▶ Problem requirements:
From the items below, print word for word the lines starting at the one that contains "If you could indicate the reddish" and ending at the one that contains "point(49, 55)", including both.

▶ Task data:
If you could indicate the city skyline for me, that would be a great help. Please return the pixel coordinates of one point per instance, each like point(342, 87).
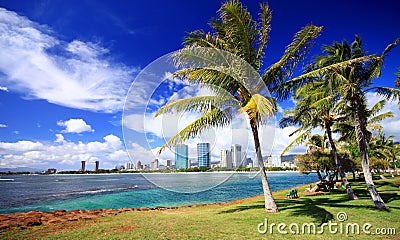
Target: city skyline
point(66, 67)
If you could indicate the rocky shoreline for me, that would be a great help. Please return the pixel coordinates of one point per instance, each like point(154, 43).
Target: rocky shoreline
point(36, 218)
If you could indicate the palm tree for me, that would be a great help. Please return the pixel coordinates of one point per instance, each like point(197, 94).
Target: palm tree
point(352, 82)
point(205, 60)
point(316, 108)
point(316, 156)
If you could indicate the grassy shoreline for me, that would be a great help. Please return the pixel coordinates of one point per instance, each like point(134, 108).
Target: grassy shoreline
point(237, 219)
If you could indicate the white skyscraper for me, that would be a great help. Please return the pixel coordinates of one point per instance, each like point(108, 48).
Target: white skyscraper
point(226, 159)
point(236, 151)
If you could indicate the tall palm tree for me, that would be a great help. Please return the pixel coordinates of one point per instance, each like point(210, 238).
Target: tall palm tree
point(352, 82)
point(316, 107)
point(316, 157)
point(345, 124)
point(236, 32)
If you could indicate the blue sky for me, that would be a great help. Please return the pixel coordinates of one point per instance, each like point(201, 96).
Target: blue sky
point(66, 67)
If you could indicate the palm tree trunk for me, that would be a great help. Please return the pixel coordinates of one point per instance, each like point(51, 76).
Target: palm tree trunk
point(350, 192)
point(270, 205)
point(319, 175)
point(363, 148)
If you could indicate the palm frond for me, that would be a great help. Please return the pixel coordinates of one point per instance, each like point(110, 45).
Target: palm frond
point(391, 94)
point(260, 107)
point(277, 74)
point(297, 141)
point(197, 104)
point(263, 32)
point(213, 118)
point(240, 29)
point(318, 73)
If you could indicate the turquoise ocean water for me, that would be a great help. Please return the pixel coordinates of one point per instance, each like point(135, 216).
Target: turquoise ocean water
point(51, 192)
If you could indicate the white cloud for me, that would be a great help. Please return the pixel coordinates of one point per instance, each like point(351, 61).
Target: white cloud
point(75, 126)
point(20, 146)
point(62, 153)
point(76, 74)
point(390, 125)
point(60, 138)
point(3, 89)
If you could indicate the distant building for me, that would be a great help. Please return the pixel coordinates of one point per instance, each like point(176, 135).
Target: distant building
point(203, 154)
point(273, 161)
point(236, 151)
point(168, 162)
point(96, 166)
point(155, 165)
point(128, 166)
point(248, 163)
point(139, 165)
point(83, 166)
point(51, 171)
point(226, 159)
point(276, 161)
point(181, 156)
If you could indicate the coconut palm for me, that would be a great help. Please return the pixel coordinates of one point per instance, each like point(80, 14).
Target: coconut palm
point(317, 157)
point(352, 82)
point(345, 124)
point(205, 61)
point(316, 108)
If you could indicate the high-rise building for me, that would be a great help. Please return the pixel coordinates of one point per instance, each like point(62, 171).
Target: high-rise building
point(226, 159)
point(155, 164)
point(236, 151)
point(96, 166)
point(139, 165)
point(168, 162)
point(203, 154)
point(128, 165)
point(83, 165)
point(181, 156)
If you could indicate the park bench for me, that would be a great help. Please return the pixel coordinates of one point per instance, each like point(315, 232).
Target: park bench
point(292, 194)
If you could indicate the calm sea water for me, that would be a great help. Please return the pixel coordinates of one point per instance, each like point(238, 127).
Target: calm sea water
point(50, 192)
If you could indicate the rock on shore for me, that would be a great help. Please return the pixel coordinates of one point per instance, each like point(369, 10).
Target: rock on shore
point(35, 218)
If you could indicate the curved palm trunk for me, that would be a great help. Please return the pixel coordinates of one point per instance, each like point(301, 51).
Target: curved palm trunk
point(319, 175)
point(350, 192)
point(363, 147)
point(270, 205)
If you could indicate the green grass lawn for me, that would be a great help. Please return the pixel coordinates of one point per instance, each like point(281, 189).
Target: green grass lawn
point(240, 220)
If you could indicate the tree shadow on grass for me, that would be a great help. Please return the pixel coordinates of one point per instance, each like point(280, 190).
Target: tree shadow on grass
point(314, 206)
point(258, 205)
point(307, 207)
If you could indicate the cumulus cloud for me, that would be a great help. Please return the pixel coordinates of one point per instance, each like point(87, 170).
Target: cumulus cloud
point(69, 154)
point(390, 125)
point(3, 89)
point(76, 74)
point(75, 126)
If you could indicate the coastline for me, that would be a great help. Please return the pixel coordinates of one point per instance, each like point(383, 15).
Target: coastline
point(36, 218)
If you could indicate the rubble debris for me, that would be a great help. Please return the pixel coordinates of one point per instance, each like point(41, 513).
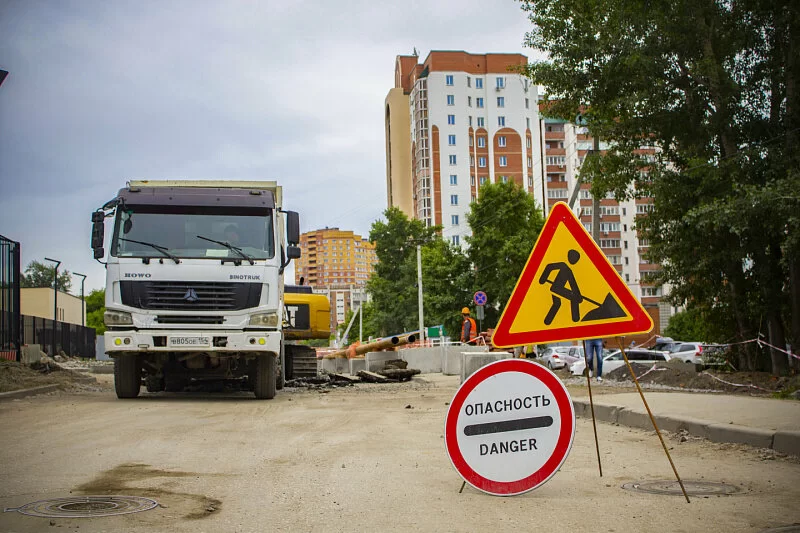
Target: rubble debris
point(400, 374)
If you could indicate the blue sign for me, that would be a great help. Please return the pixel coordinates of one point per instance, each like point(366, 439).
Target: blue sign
point(479, 298)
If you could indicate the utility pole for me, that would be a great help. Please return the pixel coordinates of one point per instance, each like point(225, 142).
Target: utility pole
point(419, 297)
point(55, 303)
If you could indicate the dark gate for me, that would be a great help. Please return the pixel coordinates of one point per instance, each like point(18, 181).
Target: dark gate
point(10, 318)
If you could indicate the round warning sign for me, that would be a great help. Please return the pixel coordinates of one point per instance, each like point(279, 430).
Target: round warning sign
point(509, 427)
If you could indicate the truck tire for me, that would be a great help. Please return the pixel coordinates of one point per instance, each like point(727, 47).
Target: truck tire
point(127, 376)
point(266, 377)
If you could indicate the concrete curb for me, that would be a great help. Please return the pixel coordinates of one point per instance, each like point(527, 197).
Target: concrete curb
point(781, 441)
point(22, 393)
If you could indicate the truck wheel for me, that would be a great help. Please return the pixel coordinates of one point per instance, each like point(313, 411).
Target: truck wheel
point(127, 376)
point(266, 377)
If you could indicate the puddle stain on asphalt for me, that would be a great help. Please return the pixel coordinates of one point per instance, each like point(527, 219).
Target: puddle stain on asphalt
point(123, 479)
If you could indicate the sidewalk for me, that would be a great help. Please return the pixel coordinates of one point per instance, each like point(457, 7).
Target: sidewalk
point(759, 422)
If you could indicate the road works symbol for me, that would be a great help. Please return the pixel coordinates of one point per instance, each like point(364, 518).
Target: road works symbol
point(567, 267)
point(509, 427)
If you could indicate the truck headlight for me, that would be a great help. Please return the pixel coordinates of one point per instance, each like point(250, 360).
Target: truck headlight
point(117, 318)
point(264, 320)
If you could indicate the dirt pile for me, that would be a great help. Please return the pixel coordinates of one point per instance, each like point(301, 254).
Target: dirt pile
point(16, 376)
point(684, 376)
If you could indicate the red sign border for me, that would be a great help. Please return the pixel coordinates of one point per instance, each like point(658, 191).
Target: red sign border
point(563, 444)
point(640, 322)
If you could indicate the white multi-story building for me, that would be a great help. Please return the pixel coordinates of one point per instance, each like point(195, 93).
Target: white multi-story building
point(453, 123)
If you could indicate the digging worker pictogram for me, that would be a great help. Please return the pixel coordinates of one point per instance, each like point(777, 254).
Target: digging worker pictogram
point(564, 286)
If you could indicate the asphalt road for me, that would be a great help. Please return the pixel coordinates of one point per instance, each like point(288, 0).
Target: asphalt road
point(367, 458)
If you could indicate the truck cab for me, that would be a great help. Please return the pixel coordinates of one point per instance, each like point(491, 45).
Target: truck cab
point(194, 283)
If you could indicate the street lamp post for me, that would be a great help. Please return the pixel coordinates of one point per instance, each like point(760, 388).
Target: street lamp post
point(83, 300)
point(55, 303)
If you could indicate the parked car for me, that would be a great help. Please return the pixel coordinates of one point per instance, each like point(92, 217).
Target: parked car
point(689, 352)
point(556, 357)
point(614, 360)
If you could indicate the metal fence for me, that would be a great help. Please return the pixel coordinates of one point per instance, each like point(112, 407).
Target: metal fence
point(10, 334)
point(73, 339)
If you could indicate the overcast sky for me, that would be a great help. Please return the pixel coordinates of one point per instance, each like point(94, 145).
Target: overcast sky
point(100, 92)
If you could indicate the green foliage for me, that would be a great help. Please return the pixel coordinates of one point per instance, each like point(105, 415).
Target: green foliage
point(393, 285)
point(505, 223)
point(95, 308)
point(38, 274)
point(707, 85)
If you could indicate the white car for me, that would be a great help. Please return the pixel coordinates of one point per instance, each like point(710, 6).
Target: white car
point(614, 360)
point(556, 357)
point(689, 352)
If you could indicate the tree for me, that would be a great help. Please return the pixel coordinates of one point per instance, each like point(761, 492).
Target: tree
point(38, 274)
point(712, 87)
point(505, 223)
point(95, 309)
point(393, 285)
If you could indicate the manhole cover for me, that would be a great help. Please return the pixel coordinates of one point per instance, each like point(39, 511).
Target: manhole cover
point(86, 506)
point(672, 488)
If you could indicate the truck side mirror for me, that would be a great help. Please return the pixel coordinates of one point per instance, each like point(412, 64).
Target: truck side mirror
point(98, 233)
point(292, 229)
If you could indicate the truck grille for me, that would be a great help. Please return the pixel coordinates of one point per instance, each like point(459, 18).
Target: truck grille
point(190, 295)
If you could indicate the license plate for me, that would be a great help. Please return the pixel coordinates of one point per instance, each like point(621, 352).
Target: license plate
point(178, 342)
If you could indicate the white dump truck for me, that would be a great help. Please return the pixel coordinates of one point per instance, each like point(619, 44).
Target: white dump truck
point(194, 284)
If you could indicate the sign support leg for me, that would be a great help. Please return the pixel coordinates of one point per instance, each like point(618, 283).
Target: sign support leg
point(591, 404)
point(653, 420)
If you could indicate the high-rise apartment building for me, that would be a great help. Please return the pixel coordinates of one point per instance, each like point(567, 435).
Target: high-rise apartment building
point(336, 263)
point(566, 147)
point(453, 123)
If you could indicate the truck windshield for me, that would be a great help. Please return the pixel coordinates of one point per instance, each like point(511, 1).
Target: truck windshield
point(177, 235)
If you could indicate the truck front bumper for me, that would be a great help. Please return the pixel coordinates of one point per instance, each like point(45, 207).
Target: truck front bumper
point(126, 341)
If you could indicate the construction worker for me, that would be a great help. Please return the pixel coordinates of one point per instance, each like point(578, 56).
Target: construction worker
point(469, 331)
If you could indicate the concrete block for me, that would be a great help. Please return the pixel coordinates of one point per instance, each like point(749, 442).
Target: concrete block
point(426, 360)
point(31, 353)
point(377, 360)
point(357, 365)
point(760, 438)
point(787, 442)
point(337, 366)
point(471, 362)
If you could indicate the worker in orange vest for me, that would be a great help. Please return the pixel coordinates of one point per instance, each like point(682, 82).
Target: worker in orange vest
point(469, 331)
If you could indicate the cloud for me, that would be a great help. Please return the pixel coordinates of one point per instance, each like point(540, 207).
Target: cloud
point(101, 92)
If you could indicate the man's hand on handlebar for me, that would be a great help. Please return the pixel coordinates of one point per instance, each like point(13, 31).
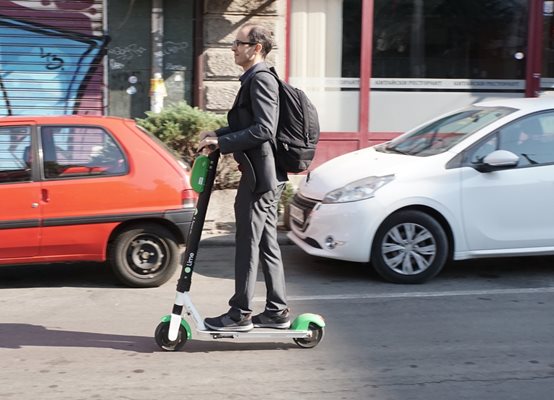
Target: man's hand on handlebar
point(207, 144)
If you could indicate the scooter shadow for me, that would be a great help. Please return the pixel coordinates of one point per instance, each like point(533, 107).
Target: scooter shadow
point(211, 346)
point(17, 336)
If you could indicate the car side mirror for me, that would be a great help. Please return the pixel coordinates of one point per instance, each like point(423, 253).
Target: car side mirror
point(497, 160)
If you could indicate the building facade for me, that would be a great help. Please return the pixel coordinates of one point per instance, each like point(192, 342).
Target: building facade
point(373, 68)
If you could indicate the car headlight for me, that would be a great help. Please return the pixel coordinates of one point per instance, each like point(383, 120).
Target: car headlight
point(357, 190)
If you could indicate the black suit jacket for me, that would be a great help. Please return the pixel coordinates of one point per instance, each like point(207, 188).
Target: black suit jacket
point(252, 126)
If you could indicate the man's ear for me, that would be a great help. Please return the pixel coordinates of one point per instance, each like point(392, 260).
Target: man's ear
point(258, 48)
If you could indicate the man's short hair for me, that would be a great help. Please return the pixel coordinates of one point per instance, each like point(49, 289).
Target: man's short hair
point(261, 35)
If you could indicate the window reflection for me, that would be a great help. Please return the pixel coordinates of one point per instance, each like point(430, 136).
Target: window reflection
point(450, 39)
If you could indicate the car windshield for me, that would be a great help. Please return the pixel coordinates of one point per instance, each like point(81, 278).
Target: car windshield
point(442, 134)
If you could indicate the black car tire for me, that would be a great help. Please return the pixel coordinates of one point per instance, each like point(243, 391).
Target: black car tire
point(409, 247)
point(144, 256)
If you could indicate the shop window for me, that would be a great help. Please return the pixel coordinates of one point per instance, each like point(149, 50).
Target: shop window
point(325, 58)
point(449, 39)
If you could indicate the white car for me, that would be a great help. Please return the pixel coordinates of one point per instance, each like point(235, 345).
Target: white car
point(478, 182)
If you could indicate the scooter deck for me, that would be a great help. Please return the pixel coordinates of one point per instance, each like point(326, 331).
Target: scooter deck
point(257, 333)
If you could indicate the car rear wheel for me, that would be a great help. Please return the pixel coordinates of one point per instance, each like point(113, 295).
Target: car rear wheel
point(144, 256)
point(409, 247)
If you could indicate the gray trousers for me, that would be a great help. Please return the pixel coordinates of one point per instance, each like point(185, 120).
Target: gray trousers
point(256, 242)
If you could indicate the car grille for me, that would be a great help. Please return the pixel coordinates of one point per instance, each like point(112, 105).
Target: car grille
point(306, 205)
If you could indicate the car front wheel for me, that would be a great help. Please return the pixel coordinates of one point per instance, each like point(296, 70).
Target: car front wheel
point(144, 256)
point(409, 247)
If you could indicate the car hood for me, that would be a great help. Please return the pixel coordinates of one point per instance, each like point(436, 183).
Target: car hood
point(351, 167)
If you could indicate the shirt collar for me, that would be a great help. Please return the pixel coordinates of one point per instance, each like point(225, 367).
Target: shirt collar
point(251, 71)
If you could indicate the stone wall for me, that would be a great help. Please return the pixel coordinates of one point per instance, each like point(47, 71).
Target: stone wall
point(222, 19)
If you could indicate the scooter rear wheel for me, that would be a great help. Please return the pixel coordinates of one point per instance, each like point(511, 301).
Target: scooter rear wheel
point(317, 335)
point(162, 340)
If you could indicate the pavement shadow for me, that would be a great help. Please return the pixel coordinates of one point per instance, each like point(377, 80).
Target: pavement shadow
point(15, 336)
point(78, 274)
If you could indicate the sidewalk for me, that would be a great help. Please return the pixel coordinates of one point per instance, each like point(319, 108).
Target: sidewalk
point(219, 226)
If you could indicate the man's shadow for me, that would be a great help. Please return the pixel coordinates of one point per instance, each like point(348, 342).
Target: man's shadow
point(17, 335)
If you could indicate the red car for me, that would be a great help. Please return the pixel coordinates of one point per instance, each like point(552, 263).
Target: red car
point(80, 188)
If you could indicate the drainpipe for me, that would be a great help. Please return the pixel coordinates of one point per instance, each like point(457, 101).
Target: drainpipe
point(198, 77)
point(157, 86)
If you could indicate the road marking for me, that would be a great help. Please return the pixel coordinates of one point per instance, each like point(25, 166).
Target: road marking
point(407, 295)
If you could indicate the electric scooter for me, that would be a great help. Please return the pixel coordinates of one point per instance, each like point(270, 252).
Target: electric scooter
point(172, 333)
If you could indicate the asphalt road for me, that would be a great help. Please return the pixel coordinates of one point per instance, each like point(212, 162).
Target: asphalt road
point(481, 330)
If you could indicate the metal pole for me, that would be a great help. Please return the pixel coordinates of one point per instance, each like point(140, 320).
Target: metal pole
point(157, 86)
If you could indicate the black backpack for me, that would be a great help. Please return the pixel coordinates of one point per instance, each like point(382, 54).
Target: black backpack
point(298, 128)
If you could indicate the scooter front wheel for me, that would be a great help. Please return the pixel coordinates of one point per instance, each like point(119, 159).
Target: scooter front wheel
point(162, 340)
point(312, 341)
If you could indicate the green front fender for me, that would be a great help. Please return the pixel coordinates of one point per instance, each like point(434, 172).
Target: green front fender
point(303, 321)
point(185, 324)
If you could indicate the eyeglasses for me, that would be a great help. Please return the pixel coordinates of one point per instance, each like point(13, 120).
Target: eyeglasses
point(237, 43)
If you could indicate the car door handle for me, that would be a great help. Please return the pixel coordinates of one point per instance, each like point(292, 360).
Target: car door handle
point(45, 196)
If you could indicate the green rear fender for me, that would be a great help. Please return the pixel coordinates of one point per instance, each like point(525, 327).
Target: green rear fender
point(185, 324)
point(302, 322)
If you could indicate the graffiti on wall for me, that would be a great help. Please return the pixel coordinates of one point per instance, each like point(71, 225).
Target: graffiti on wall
point(51, 57)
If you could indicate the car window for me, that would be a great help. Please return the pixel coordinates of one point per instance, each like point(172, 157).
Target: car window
point(442, 134)
point(15, 154)
point(530, 138)
point(80, 152)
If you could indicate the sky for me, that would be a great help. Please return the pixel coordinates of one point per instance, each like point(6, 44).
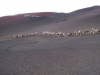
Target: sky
point(13, 7)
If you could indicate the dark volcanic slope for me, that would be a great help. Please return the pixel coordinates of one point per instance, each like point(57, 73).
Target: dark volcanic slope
point(45, 55)
point(25, 22)
point(51, 56)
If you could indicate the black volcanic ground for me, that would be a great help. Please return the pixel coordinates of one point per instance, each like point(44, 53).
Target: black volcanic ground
point(47, 55)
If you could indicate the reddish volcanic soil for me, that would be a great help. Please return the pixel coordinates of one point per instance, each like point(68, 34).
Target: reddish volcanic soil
point(49, 55)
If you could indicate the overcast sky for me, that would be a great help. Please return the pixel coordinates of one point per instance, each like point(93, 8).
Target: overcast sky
point(12, 7)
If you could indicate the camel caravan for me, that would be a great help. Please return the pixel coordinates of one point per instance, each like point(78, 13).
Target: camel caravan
point(58, 34)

▶ Answer to this exercise:
If you could indicate the reddish volcanic soil for me, that would be a great help. Please return the pixel coordinates of one point per instance, each like point(68, 34).
Target: reddish volcanic soil
point(49, 55)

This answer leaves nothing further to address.